### [The task]
Starting at the first line and ending at the one with "point: jagged rock", give the lines of the listing again exactly, and nothing else; skip the pictures.

### [Data records]
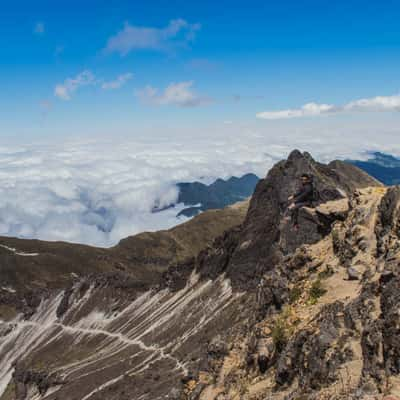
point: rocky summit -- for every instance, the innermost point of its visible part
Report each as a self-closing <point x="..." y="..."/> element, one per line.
<point x="238" y="306"/>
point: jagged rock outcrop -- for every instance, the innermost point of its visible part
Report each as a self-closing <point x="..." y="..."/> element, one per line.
<point x="264" y="312"/>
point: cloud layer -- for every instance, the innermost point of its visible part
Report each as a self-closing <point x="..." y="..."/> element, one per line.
<point x="178" y="33"/>
<point x="65" y="90"/>
<point x="120" y="81"/>
<point x="374" y="104"/>
<point x="178" y="94"/>
<point x="98" y="192"/>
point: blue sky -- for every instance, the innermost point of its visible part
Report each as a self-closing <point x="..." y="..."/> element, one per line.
<point x="222" y="61"/>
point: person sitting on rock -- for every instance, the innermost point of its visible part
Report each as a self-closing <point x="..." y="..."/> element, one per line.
<point x="304" y="197"/>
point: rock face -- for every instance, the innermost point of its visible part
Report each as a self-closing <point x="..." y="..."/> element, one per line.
<point x="264" y="312"/>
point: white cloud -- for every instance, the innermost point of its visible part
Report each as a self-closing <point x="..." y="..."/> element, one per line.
<point x="120" y="81"/>
<point x="176" y="34"/>
<point x="98" y="192"/>
<point x="375" y="104"/>
<point x="65" y="90"/>
<point x="179" y="94"/>
<point x="39" y="28"/>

### [Task result]
point: rocky summit -- for every instance, the innermost point of its visible part
Report each as a self-closing <point x="..." y="..."/> element, one per line.
<point x="238" y="306"/>
point: jagged rock outcrop -- for every instance, the innermost point of its visible part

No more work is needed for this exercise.